Written request:
Write out the lines from the line containing "Target: woman in red jacket" through the final line of the listing below, exactly, omitting every other line.

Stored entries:
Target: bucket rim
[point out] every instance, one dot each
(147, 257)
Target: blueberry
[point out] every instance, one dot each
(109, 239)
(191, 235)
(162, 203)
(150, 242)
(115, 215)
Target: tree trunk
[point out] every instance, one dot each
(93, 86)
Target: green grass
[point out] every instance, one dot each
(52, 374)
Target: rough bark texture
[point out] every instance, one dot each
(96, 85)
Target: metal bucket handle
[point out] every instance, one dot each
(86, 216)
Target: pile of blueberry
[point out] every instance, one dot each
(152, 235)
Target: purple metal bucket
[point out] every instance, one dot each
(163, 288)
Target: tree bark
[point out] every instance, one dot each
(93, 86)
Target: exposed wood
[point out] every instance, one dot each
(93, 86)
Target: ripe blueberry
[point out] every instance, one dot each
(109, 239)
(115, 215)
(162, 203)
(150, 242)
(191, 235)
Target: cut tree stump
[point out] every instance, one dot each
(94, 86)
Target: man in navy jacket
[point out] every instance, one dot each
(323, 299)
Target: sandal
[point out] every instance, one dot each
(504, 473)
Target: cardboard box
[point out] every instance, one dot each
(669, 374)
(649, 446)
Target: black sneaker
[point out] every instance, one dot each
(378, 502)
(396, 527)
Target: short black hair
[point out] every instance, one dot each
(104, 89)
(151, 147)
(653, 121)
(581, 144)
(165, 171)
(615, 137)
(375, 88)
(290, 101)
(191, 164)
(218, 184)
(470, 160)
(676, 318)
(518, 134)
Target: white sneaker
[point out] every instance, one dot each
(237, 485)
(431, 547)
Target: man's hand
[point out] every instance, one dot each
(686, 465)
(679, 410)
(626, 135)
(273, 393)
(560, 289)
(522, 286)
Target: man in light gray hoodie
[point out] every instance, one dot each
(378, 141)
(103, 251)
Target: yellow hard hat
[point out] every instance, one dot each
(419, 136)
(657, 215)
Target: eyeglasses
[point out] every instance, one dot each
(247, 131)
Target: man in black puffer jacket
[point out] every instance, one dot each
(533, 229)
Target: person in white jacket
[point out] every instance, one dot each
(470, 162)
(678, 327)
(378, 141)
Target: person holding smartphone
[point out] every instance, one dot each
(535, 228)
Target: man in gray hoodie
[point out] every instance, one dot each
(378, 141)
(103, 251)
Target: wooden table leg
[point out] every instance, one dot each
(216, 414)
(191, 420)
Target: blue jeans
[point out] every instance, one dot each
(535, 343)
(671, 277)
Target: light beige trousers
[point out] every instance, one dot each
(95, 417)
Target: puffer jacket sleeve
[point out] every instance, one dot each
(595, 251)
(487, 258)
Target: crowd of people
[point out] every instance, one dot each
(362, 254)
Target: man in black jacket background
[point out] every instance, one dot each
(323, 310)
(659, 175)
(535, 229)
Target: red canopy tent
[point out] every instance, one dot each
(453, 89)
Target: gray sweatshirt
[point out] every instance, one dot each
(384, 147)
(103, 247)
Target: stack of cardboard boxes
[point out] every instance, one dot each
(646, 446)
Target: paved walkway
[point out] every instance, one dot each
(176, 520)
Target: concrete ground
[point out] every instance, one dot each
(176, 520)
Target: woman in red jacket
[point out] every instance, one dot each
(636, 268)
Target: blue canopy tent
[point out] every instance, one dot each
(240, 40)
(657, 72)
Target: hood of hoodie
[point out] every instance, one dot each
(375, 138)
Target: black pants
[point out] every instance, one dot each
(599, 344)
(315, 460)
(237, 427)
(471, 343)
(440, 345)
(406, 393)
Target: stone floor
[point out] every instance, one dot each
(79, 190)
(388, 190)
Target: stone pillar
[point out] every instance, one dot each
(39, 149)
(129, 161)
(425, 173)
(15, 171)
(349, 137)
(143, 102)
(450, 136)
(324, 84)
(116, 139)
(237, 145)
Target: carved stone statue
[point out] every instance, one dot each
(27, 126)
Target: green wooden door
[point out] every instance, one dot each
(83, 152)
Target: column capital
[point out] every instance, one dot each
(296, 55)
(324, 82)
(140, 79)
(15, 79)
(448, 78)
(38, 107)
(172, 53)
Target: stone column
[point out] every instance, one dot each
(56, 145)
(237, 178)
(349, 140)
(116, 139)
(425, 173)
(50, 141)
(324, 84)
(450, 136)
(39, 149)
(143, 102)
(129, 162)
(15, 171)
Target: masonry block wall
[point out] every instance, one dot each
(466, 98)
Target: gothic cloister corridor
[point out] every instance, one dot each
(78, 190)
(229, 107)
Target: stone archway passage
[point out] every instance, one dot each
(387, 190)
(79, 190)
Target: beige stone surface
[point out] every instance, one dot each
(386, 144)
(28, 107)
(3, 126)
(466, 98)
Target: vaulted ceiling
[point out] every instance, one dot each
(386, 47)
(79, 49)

Written reply:
Target: woman in red jacket
[point out] every instance, one dot each
(636, 268)
Target: blue canopy tent
[point out] every instance, one dot each
(240, 40)
(657, 72)
Target: hood of hoodie
[point out] every instance, one dot each
(375, 138)
Target: black pants
[point out] every instance, one dot each
(599, 344)
(315, 460)
(237, 427)
(471, 343)
(440, 345)
(406, 393)
Target: stone floor
[point out] every instance, one dot each
(79, 190)
(388, 190)
Target: stone pillar
[point out] every instance, one dot each
(39, 149)
(129, 161)
(425, 173)
(15, 171)
(349, 137)
(143, 102)
(450, 136)
(324, 84)
(116, 139)
(237, 145)
Target: carved stone statue
[point out] every instance, one dot each
(27, 126)
Target: green wooden door
[point out] every instance, one dot each
(83, 152)
Target: column capital
[point out] every instance, one dot each
(296, 55)
(324, 82)
(140, 79)
(15, 79)
(448, 78)
(38, 107)
(172, 53)
Target: stone column
[point out] every instance, one dot each
(56, 145)
(237, 178)
(349, 140)
(116, 139)
(425, 173)
(50, 141)
(324, 84)
(450, 136)
(39, 149)
(143, 102)
(129, 162)
(15, 171)
Target: masonry block wall
[point out] every instance, one dot each
(466, 98)
Target: gothic cloister corridor
[point out] every instance, one dot each
(78, 190)
(229, 107)
Target: stone archway passage
[point out] every instance, one dot each
(387, 190)
(79, 190)
Target: beige stone surface
[point out] every instance, one dot each
(386, 144)
(28, 107)
(3, 126)
(466, 98)
Target: vaulted ceiling
[point out] every instance, one dot each
(386, 47)
(79, 49)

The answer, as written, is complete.